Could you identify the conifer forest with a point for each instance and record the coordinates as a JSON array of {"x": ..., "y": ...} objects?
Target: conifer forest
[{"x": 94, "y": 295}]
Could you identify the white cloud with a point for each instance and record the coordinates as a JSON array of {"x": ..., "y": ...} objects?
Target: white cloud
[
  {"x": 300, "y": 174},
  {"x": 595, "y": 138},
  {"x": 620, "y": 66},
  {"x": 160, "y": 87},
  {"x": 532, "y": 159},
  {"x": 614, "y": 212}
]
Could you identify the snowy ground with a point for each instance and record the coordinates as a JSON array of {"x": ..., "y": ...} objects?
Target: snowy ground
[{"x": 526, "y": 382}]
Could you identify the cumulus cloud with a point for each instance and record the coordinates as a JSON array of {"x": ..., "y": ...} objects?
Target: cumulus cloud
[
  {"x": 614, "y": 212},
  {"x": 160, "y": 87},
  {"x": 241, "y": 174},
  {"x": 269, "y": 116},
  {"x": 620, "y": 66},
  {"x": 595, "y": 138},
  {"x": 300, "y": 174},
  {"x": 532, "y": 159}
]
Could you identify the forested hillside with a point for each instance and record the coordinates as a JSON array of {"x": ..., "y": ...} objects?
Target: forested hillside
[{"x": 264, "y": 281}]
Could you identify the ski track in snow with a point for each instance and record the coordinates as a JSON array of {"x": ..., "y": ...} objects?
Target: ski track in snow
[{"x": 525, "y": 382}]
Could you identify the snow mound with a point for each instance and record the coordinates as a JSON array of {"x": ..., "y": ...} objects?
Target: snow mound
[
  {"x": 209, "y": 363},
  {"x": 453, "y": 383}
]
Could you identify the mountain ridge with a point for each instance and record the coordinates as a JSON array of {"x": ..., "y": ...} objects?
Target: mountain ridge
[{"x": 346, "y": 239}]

◆ Aim of the exercise: Nothing should be changed: write out all of the data as is.

◆ Exercise answer:
Could you identify the conifer forest with a point for each instance and record the coordinates as a JSON array of {"x": ..., "y": ...} objects?
Target: conifer forest
[{"x": 94, "y": 295}]
Could you identify the white cloud with a point for each instance and record the coordinates as a JSON array of {"x": ..., "y": ...} objects?
Target: white cloud
[
  {"x": 300, "y": 174},
  {"x": 595, "y": 138},
  {"x": 620, "y": 66},
  {"x": 160, "y": 87},
  {"x": 532, "y": 159},
  {"x": 614, "y": 212}
]
Could you identify the snowy ground with a point for each instance and record the coordinates as a JSON array of {"x": ..., "y": ...} objects?
Target: snowy ground
[{"x": 526, "y": 382}]
Could you identify the cumulus cloud with a point for each instance and record the coordinates as a JSON array of {"x": ..., "y": ...} objects?
Target: cumulus cloud
[
  {"x": 614, "y": 212},
  {"x": 160, "y": 87},
  {"x": 241, "y": 174},
  {"x": 269, "y": 116},
  {"x": 620, "y": 66},
  {"x": 595, "y": 138},
  {"x": 300, "y": 174},
  {"x": 532, "y": 159}
]
Could you identify the forested hillside with a point for each instance and record the coordinates as a JSON array of {"x": ..., "y": ...} objects?
Target: forested hillside
[{"x": 264, "y": 281}]
Could you identify the ski track in snow with a point for each instance and record the coordinates as a JSON array of {"x": ..., "y": ...} objects?
Target: ski track in snow
[{"x": 525, "y": 382}]
Could you identify the snow mound with a point for each instance and record the coordinates as a JSON array of {"x": ..., "y": ...} objects?
Target: snow mound
[
  {"x": 209, "y": 363},
  {"x": 453, "y": 383}
]
Could you identify the mountain ridge with a point for each instance and record the coordinates as a JSON array of {"x": ..., "y": ...} objects?
Target: mountain ridge
[{"x": 346, "y": 239}]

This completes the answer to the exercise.